[Start of Records for this exercise]

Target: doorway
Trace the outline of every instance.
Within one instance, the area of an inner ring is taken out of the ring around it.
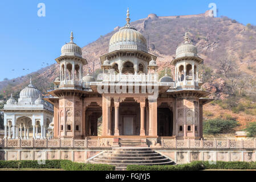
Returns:
[[[132,135],[133,133],[133,117],[124,117],[124,135]]]

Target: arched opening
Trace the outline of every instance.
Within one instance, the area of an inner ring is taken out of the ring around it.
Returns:
[[[129,61],[127,61],[125,63],[124,63],[123,65],[122,73],[134,74],[135,72],[134,72],[133,64]]]
[[[67,75],[66,76],[66,77],[68,78],[68,80],[71,80],[72,78],[72,64],[71,64],[70,63],[68,63],[67,64]]]
[[[184,67],[181,65],[178,67],[178,77],[180,81],[182,81],[184,80]]]
[[[35,122],[35,138],[36,139],[40,139],[41,136],[41,125],[40,124],[40,121],[36,120]]]
[[[18,118],[16,121],[16,138],[29,139],[32,136],[32,127],[31,119],[26,116]],[[19,129],[18,129],[19,128]]]
[[[78,64],[75,65],[75,81],[80,80],[80,67]]]
[[[86,135],[101,136],[102,109],[96,102],[92,102],[86,111]]]
[[[173,135],[173,113],[166,103],[157,107],[157,135],[170,136]]]
[[[186,65],[186,75],[187,76],[192,76],[192,66],[191,64],[189,64]]]
[[[64,64],[62,64],[61,73],[60,73],[60,80],[61,81],[64,81],[64,69],[65,69],[65,66],[64,65]]]
[[[143,73],[144,72],[144,67],[143,66],[143,64],[140,63],[139,64],[138,73]]]
[[[115,72],[116,73],[119,73],[119,70],[118,69],[118,64],[117,63],[115,63],[112,67],[112,68],[115,70]]]
[[[115,134],[115,107],[111,112],[111,133]],[[119,130],[120,135],[140,135],[140,106],[133,98],[126,98],[119,104]],[[145,128],[144,127],[144,128]]]

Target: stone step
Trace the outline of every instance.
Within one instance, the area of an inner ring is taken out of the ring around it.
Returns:
[[[112,151],[151,151],[151,149],[149,147],[115,147],[112,148]]]
[[[121,163],[121,164],[137,164],[140,163],[145,164],[153,164],[153,163],[160,163],[162,162],[169,162],[169,159],[164,158],[161,159],[150,159],[150,160],[113,160],[113,159],[100,159],[97,156],[94,158],[94,161],[100,163]]]
[[[156,159],[162,159],[165,158],[162,155],[160,156],[149,156],[147,157],[135,157],[135,156],[129,156],[129,155],[127,155],[127,156],[106,156],[104,155],[99,155],[97,157],[99,159],[109,159],[109,160],[156,160]]]
[[[159,153],[149,153],[149,154],[111,154],[104,152],[103,154],[103,156],[111,157],[111,156],[119,156],[119,157],[148,157],[148,156],[161,156]]]
[[[113,150],[109,150],[107,151],[107,153],[108,154],[155,154],[155,152],[151,151],[151,150],[148,150],[148,151],[113,151]]]
[[[122,168],[125,168],[128,165],[133,165],[133,164],[136,164],[136,165],[149,165],[149,166],[152,166],[152,165],[173,165],[174,163],[173,161],[168,161],[168,162],[160,162],[160,163],[137,163],[137,164],[134,164],[134,163],[109,163],[109,162],[98,162],[95,161],[90,161],[90,163],[91,164],[110,164],[110,165],[113,165],[116,166],[116,168],[119,168],[119,167]]]

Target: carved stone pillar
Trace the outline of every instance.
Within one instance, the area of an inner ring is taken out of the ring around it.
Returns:
[[[146,107],[146,135],[148,135],[149,130],[149,108],[148,106]]]
[[[119,102],[115,102],[115,136],[119,136]]]
[[[145,101],[140,102],[140,136],[145,136]]]
[[[108,102],[108,135],[111,135],[111,102]]]
[[[194,84],[194,64],[192,65],[192,85]]]
[[[149,101],[149,136],[157,135],[157,103]]]

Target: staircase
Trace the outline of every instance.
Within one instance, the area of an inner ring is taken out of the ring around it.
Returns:
[[[94,158],[90,163],[116,166],[116,171],[126,170],[127,165],[173,165],[174,162],[148,147],[116,147]]]
[[[120,147],[147,147],[146,139],[119,138]]]

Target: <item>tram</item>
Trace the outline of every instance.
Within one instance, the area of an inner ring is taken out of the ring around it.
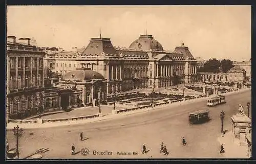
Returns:
[[[223,95],[218,95],[207,100],[207,106],[214,106],[226,103],[226,97]]]

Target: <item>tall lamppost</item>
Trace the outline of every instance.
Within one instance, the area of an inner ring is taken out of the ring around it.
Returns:
[[[225,113],[223,110],[222,110],[221,112],[221,114],[220,114],[220,118],[221,118],[221,133],[223,133],[223,132],[224,132],[223,119],[225,118]]]
[[[113,110],[116,110],[116,90],[115,90],[115,95],[114,95],[114,107],[113,108]]]
[[[247,103],[248,117],[250,118],[250,102]]]
[[[14,127],[13,128],[13,133],[16,136],[16,154],[18,157],[18,159],[19,158],[19,153],[18,152],[18,138],[22,136],[22,132],[23,130],[22,128],[19,128],[18,125],[17,127]]]

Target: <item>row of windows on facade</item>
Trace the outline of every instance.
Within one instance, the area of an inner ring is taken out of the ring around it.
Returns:
[[[29,75],[25,75],[25,81],[23,82],[22,79],[23,76],[18,75],[17,80],[15,80],[15,78],[14,75],[11,76],[10,78],[10,89],[19,89],[24,86],[27,87],[29,86],[41,86],[42,85],[42,76],[40,74],[38,75],[38,77],[36,78],[36,75],[33,74],[32,78],[32,83],[30,84],[30,77]]]
[[[18,111],[21,111],[22,110],[22,106],[21,106],[22,103],[25,103],[24,106],[25,106],[25,109],[30,109],[30,106],[29,105],[29,102],[30,102],[29,97],[27,97],[27,96],[25,97],[25,99],[24,101],[23,101],[23,102],[22,102],[20,100],[21,100],[21,99],[19,98],[19,99],[18,99],[17,102],[14,104],[13,103],[13,100],[12,100],[12,99],[11,99],[10,100],[10,103],[9,103],[9,106],[10,113],[10,114],[12,114],[14,112],[14,109],[13,109],[13,105],[17,105],[17,109]],[[42,104],[43,104],[42,97],[41,96],[38,98],[38,100],[38,100],[37,101],[36,101],[36,96],[32,96],[32,98],[31,99],[31,100],[32,100],[31,101],[31,103],[31,103],[31,107],[32,108],[35,107],[37,106],[39,106],[42,105]]]
[[[18,68],[23,68],[23,57],[18,57]],[[25,58],[25,67],[30,67],[30,61],[31,58]],[[36,68],[37,66],[37,58],[32,58],[32,66],[34,68]],[[16,59],[15,57],[10,57],[10,68],[14,68],[15,67],[16,63]],[[38,67],[42,67],[42,59],[39,59],[38,60]]]

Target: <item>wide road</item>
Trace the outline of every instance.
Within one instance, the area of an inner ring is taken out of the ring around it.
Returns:
[[[251,91],[226,96],[226,104],[207,107],[206,101],[189,104],[158,109],[143,113],[123,116],[84,124],[61,126],[50,128],[25,129],[20,139],[20,157],[24,157],[40,148],[49,148],[50,151],[44,154],[44,158],[222,158],[219,153],[221,110],[226,113],[224,130],[231,130],[230,116],[236,114],[238,105],[242,104],[247,114],[246,103],[251,102]],[[204,124],[190,125],[188,113],[193,111],[210,110],[211,120]],[[80,140],[83,132],[87,139]],[[15,147],[15,139],[11,130],[8,130],[8,140],[10,148]],[[33,133],[33,135],[30,135]],[[186,146],[181,145],[184,136]],[[160,145],[164,142],[168,155],[159,153]],[[80,153],[71,155],[72,144],[76,152],[83,148],[89,150],[89,154]],[[145,144],[149,152],[142,154]],[[112,155],[94,155],[97,152],[112,152]],[[131,152],[131,156],[118,155],[117,152]],[[133,153],[138,155],[133,155]]]

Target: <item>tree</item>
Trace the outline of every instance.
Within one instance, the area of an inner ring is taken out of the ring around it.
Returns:
[[[219,73],[220,62],[216,59],[210,59],[204,64],[204,72],[209,73]]]
[[[233,62],[229,59],[223,59],[221,62],[221,69],[224,73],[226,73],[231,68],[233,67]]]

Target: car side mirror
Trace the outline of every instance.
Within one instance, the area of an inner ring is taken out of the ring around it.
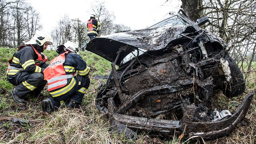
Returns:
[[[199,26],[200,26],[209,21],[209,18],[207,16],[205,16],[202,18],[196,20],[196,24]]]

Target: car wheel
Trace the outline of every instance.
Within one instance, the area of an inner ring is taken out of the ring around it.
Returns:
[[[233,98],[242,93],[245,90],[245,83],[244,76],[235,60],[228,55],[225,60],[228,62],[232,80],[230,84],[225,87],[223,93],[228,98]]]

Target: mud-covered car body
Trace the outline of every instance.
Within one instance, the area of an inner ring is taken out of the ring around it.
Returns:
[[[170,18],[181,21],[169,24]],[[99,85],[97,107],[113,129],[131,138],[137,129],[206,138],[229,133],[253,94],[233,115],[214,109],[216,92],[231,97],[245,89],[226,46],[179,13],[147,29],[93,39],[86,49],[112,62],[109,76],[96,77],[107,79]]]

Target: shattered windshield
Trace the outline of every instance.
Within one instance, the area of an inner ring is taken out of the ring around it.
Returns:
[[[140,48],[138,48],[138,49],[139,50],[139,55],[140,55],[143,54],[145,52],[147,51],[146,50],[141,49]],[[137,55],[137,50],[133,50],[133,51],[128,54],[124,58],[124,59],[123,60],[123,61],[122,61],[122,63],[124,63],[131,60],[132,60],[132,59],[135,58],[135,56]]]
[[[153,28],[163,26],[182,26],[188,25],[188,24],[184,21],[180,17],[174,16],[172,17],[164,20],[155,25],[148,27],[148,28]]]

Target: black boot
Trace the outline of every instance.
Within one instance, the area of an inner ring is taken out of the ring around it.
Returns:
[[[80,103],[75,100],[70,99],[69,102],[67,105],[67,108],[77,108],[80,105]]]
[[[41,108],[43,111],[48,113],[51,113],[54,110],[52,103],[49,99],[41,101]]]
[[[20,97],[16,93],[14,90],[15,88],[13,89],[11,92],[11,94],[12,96],[14,101],[18,103],[22,103],[24,102],[24,99],[20,98]]]

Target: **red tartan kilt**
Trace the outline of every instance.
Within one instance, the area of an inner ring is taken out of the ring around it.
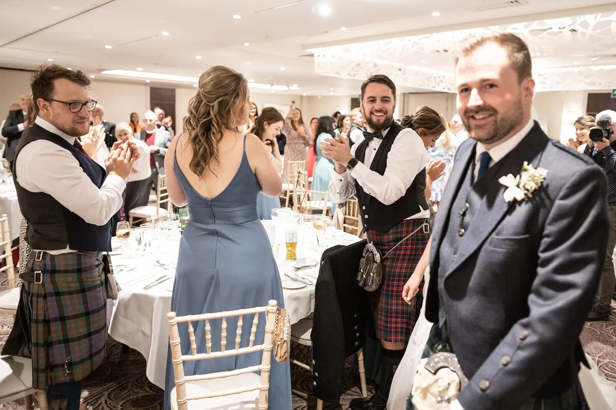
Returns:
[[[425,219],[407,219],[386,233],[369,230],[368,239],[384,255],[397,243],[426,222]],[[402,289],[421,257],[431,232],[420,228],[400,244],[383,262],[384,278],[381,289],[373,294],[373,312],[376,335],[391,343],[408,343],[419,318],[423,302],[422,280],[419,289],[409,305],[402,299]]]

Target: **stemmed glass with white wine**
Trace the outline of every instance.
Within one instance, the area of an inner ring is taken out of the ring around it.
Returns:
[[[126,241],[131,237],[131,225],[125,220],[118,222],[116,236],[122,241],[122,252],[126,251]]]

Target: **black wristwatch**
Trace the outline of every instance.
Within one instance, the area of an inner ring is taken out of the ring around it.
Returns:
[[[353,169],[353,168],[355,167],[355,166],[356,166],[357,164],[357,163],[359,162],[359,160],[357,159],[357,158],[351,158],[351,159],[349,160],[349,162],[347,163],[347,169],[348,169],[349,171]]]

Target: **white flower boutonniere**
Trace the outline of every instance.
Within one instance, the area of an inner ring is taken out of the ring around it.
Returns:
[[[517,177],[509,174],[506,177],[501,177],[498,182],[507,187],[503,196],[506,202],[514,199],[522,201],[525,198],[532,198],[535,190],[541,187],[548,175],[548,170],[544,168],[533,168],[532,165],[524,161],[522,171]]]

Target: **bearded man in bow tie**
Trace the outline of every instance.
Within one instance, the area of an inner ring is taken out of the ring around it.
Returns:
[[[382,256],[391,251],[383,261],[383,284],[372,294],[383,347],[381,382],[370,398],[352,400],[353,410],[385,409],[423,302],[423,281],[410,304],[400,295],[430,236],[424,196],[428,155],[419,135],[394,121],[395,105],[394,82],[383,74],[371,76],[362,84],[360,108],[371,132],[352,148],[344,137],[320,145],[323,155],[335,163],[329,186],[333,201],[356,195],[368,241]]]

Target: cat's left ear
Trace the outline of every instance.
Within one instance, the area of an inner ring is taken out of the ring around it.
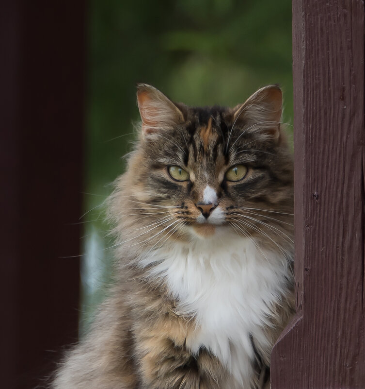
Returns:
[[[243,104],[235,107],[233,121],[243,124],[245,131],[278,141],[282,111],[281,89],[277,85],[269,85],[257,90]]]
[[[184,121],[180,109],[163,93],[150,85],[137,85],[137,99],[145,136],[170,130]]]

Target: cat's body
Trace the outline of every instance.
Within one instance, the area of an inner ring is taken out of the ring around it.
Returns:
[[[110,202],[116,283],[55,389],[251,389],[293,312],[281,92],[234,109],[138,94],[142,135]]]

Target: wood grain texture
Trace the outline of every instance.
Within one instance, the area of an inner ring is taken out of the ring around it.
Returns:
[[[272,389],[365,388],[364,4],[293,0],[297,315]]]

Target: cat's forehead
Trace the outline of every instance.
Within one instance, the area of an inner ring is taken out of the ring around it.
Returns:
[[[195,108],[190,118],[190,139],[201,156],[212,156],[222,145],[228,131],[225,109],[220,107]]]

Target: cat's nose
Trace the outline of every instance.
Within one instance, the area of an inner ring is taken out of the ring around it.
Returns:
[[[214,204],[204,204],[202,203],[197,203],[195,204],[195,206],[202,213],[202,215],[207,219],[209,215],[212,213],[212,211],[216,207]]]

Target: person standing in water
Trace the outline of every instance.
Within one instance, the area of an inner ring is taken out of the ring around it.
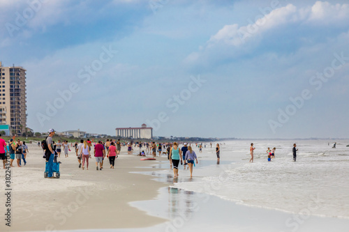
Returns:
[[[189,146],[185,155],[184,162],[188,160],[188,165],[189,166],[189,171],[191,171],[191,177],[193,177],[193,165],[194,164],[194,160],[196,160],[196,164],[198,164],[198,158],[196,157],[195,152],[193,151],[191,146]]]
[[[173,143],[173,147],[170,150],[170,153],[171,154],[171,160],[173,164],[173,173],[174,174],[174,178],[176,178],[178,177],[179,159],[181,159],[181,162],[183,162],[181,150],[178,147],[178,144],[177,142]]]
[[[253,150],[255,149],[255,148],[253,147],[253,144],[251,144],[251,146],[250,146],[250,154],[251,154],[250,162],[253,162]]]
[[[293,153],[293,161],[296,162],[296,158],[297,158],[297,151],[298,149],[296,149],[296,144],[293,144],[293,148],[292,149],[292,151]]]

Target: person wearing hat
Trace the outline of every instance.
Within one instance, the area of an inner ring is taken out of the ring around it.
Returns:
[[[48,149],[45,151],[45,155],[46,156],[46,160],[47,160],[47,178],[55,178],[53,176],[52,166],[53,166],[53,159],[54,157],[54,152],[53,151],[52,137],[54,135],[56,131],[53,129],[50,129],[48,132],[50,133],[48,137],[46,138],[46,144],[47,144]],[[48,160],[47,160],[48,158]]]
[[[13,160],[15,160],[15,152],[16,150],[15,148],[15,143],[13,141],[13,139],[10,139],[8,142],[8,148],[10,150],[10,167],[13,167]]]
[[[187,143],[184,143],[183,145],[184,145],[184,146],[182,146],[181,150],[181,155],[183,155],[183,160],[184,160],[184,164],[183,165],[186,165],[186,160],[185,160],[186,158],[186,151],[188,150],[188,144]]]

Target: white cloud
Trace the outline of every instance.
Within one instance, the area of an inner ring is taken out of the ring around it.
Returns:
[[[267,30],[289,22],[297,21],[298,17],[295,14],[297,8],[295,6],[288,4],[285,7],[272,10],[253,24],[242,26],[239,26],[237,24],[225,25],[210,38],[208,47],[219,42],[236,47],[242,45],[247,40],[258,37]]]
[[[327,1],[318,1],[311,7],[308,20],[325,24],[347,24],[349,20],[349,4],[332,5]]]
[[[346,3],[331,4],[327,1],[318,1],[313,6],[302,8],[290,3],[274,8],[269,13],[262,13],[264,17],[254,22],[248,20],[250,23],[247,25],[225,25],[210,38],[203,48],[189,54],[184,62],[189,65],[195,62],[204,64],[208,63],[211,56],[224,59],[252,52],[260,45],[265,36],[272,33],[279,33],[283,29],[288,31],[288,28],[294,28],[295,24],[300,26],[303,24],[318,26],[318,24],[337,27],[345,27],[349,24],[349,5]],[[283,28],[281,28],[282,26]],[[299,39],[306,38],[299,37]]]

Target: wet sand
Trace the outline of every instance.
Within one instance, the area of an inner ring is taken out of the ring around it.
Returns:
[[[151,180],[151,176],[130,173],[146,171],[147,168],[140,167],[167,160],[167,157],[140,161],[139,156],[126,155],[123,148],[114,169],[110,169],[105,160],[103,170],[96,171],[92,153],[89,170],[82,170],[73,150],[68,157],[61,154],[59,158],[62,162],[60,178],[47,179],[44,178],[41,148],[29,144],[27,164],[10,169],[10,208],[5,206],[6,187],[4,180],[1,181],[1,231],[138,228],[166,221],[148,215],[128,202],[154,199],[160,187],[168,185]],[[138,150],[135,150],[135,154]],[[4,180],[2,167],[0,173]],[[7,208],[10,208],[10,227],[6,226],[3,219]]]

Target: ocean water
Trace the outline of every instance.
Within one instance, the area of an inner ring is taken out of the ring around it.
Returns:
[[[248,162],[251,142],[256,148],[253,163]],[[349,141],[337,141],[336,148],[332,148],[334,142],[228,141],[221,146],[221,160],[231,164],[216,164],[214,148],[204,148],[200,159],[212,160],[212,165],[194,169],[194,181],[182,180],[174,186],[253,207],[349,219]],[[267,160],[268,147],[276,148],[272,162]]]

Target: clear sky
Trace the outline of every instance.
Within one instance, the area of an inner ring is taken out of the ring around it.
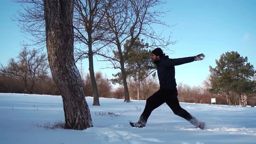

[End of Records for this exercise]

Please update the rows from the start of the rows up to and including the line with "[[[132,135],[133,133],[133,117],[124,117],[124,135]]]", swapping "instance" for "object" and keeping everything else unchanged. Omit the pictures from your answer.

Target: doorway
Trace the outline of every object.
Within one object, the area of an inner ring is taken out of the ring around it.
Returns:
[[[132,135],[133,133],[133,117],[124,117],[124,135]]]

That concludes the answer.